_Task objective_
Write out the records word for word, beginning at their start and going on through the line that contains "187L96 188L94 143L89", including that line. Leave the pictures out of your copy.

(Records from a data collection)
* START *

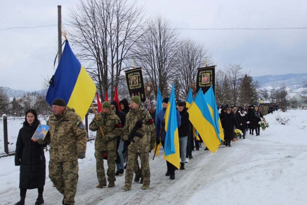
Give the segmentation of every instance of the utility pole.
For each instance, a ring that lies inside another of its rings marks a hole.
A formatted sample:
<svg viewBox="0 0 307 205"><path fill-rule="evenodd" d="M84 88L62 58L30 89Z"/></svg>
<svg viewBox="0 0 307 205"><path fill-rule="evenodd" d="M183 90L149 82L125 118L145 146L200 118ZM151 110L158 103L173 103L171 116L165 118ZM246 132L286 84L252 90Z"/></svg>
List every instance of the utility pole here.
<svg viewBox="0 0 307 205"><path fill-rule="evenodd" d="M58 5L58 63L62 56L62 6Z"/></svg>

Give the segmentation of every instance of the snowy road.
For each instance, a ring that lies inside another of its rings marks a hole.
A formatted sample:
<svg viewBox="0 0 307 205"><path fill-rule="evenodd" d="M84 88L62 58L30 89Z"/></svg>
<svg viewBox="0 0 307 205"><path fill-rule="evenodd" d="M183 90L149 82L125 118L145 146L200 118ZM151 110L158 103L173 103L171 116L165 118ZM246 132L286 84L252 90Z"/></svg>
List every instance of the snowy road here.
<svg viewBox="0 0 307 205"><path fill-rule="evenodd" d="M114 187L96 188L94 143L89 142L86 157L79 160L76 204L307 204L307 111L280 113L293 116L286 125L276 121L275 114L267 116L270 127L259 136L248 134L231 147L220 146L214 153L204 151L204 146L194 151L186 169L176 171L174 180L165 176L163 157L150 159L150 185L146 190L135 182L131 191L122 190L124 175L116 177ZM48 152L46 156L49 162ZM0 159L1 204L19 200L19 167L14 166L14 157ZM37 190L28 190L25 204L34 204L37 197ZM62 199L48 174L44 199L46 205L61 204Z"/></svg>

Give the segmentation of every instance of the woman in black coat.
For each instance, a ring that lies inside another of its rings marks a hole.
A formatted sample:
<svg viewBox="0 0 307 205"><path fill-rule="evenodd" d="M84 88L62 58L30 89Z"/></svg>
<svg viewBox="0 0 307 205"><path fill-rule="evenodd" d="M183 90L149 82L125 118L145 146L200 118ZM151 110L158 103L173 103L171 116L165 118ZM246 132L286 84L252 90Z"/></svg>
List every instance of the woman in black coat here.
<svg viewBox="0 0 307 205"><path fill-rule="evenodd" d="M15 205L23 205L27 189L37 188L38 196L35 204L44 203L43 192L46 179L46 160L43 148L37 140L31 138L40 124L35 110L26 112L22 128L16 143L15 166L20 166L19 188L20 201Z"/></svg>
<svg viewBox="0 0 307 205"><path fill-rule="evenodd" d="M226 113L224 115L222 121L222 127L224 129L224 139L226 146L231 147L230 143L233 139L234 126L237 128L239 127L235 115L231 112L231 109L228 108L226 110Z"/></svg>
<svg viewBox="0 0 307 205"><path fill-rule="evenodd" d="M246 133L246 125L249 123L248 117L247 114L246 114L245 110L243 108L241 108L240 110L240 127L239 129L243 133L243 139L245 139L245 134ZM241 137L240 137L241 138Z"/></svg>
<svg viewBox="0 0 307 205"><path fill-rule="evenodd" d="M256 136L258 136L260 135L260 125L259 124L259 122L261 120L260 118L263 119L263 116L262 116L262 113L260 112L258 106L255 106L254 109L254 113L253 117L252 123L253 126L256 130Z"/></svg>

* END *

_Solution to the problem_
Give the segmentation of every instance of the utility pole.
For each instance, a ring that lies inside another of its rings marks a hole.
A formatted sample:
<svg viewBox="0 0 307 205"><path fill-rule="evenodd" d="M84 88L62 58L30 89Z"/></svg>
<svg viewBox="0 0 307 205"><path fill-rule="evenodd" d="M183 90L149 82L125 118L145 146L200 118ZM151 110L158 103L173 103L171 116L165 118ZM246 132L286 84L252 90Z"/></svg>
List every instance of the utility pole here.
<svg viewBox="0 0 307 205"><path fill-rule="evenodd" d="M58 5L58 63L62 56L62 6Z"/></svg>

Give the segmentation of every instance of the snowy road.
For each instance, a ring that lies inside another of its rings marks a hole.
A formatted sample:
<svg viewBox="0 0 307 205"><path fill-rule="evenodd" d="M84 88L62 58L30 89Z"/></svg>
<svg viewBox="0 0 307 205"><path fill-rule="evenodd" d="M183 90L149 82L125 118L145 146L200 118ZM151 110L158 103L173 103L171 116L165 118ZM246 132L286 84L252 90Z"/></svg>
List every instance of the snowy road here.
<svg viewBox="0 0 307 205"><path fill-rule="evenodd" d="M114 187L96 188L94 143L89 142L86 157L79 160L76 204L307 204L307 111L280 113L293 116L286 125L276 121L275 114L267 116L270 127L259 136L248 134L231 147L220 146L214 153L204 151L204 146L194 151L186 169L176 171L174 180L165 176L163 157L150 159L150 185L146 190L135 182L131 191L122 190L124 175L116 177ZM48 152L46 156L49 162ZM0 159L1 204L19 200L19 167L14 166L14 157ZM37 190L28 190L25 204L34 204L37 197ZM62 199L48 174L44 199L46 205L61 204Z"/></svg>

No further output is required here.